■ **What you have to do**:
Print the data that follows, exactly and completely.

Dataset records
▼

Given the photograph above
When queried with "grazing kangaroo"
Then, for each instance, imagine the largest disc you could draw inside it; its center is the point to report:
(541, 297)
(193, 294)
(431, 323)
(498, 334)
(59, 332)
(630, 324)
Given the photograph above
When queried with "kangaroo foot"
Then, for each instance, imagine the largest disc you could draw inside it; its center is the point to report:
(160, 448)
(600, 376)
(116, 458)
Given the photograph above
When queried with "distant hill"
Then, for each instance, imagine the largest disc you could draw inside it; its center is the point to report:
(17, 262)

▲

■ **Exercise solution**:
Given the photograph above
When queried with "grazing kangaroo"
Then, for each instance, imagine the largest disc you could draw inside it; its center is the point to report:
(541, 297)
(193, 294)
(431, 323)
(498, 334)
(59, 332)
(630, 324)
Given the photograph above
When queried with "kangaroo foot"
Then, for each instance, imagine the largest disc you could draw inside it; its center is the point to report:
(160, 448)
(600, 376)
(116, 458)
Given the photograph above
When queried with "distant hill"
Then, for each instance, imagine the largest disc you could draw inside it; its center is the point to report:
(17, 262)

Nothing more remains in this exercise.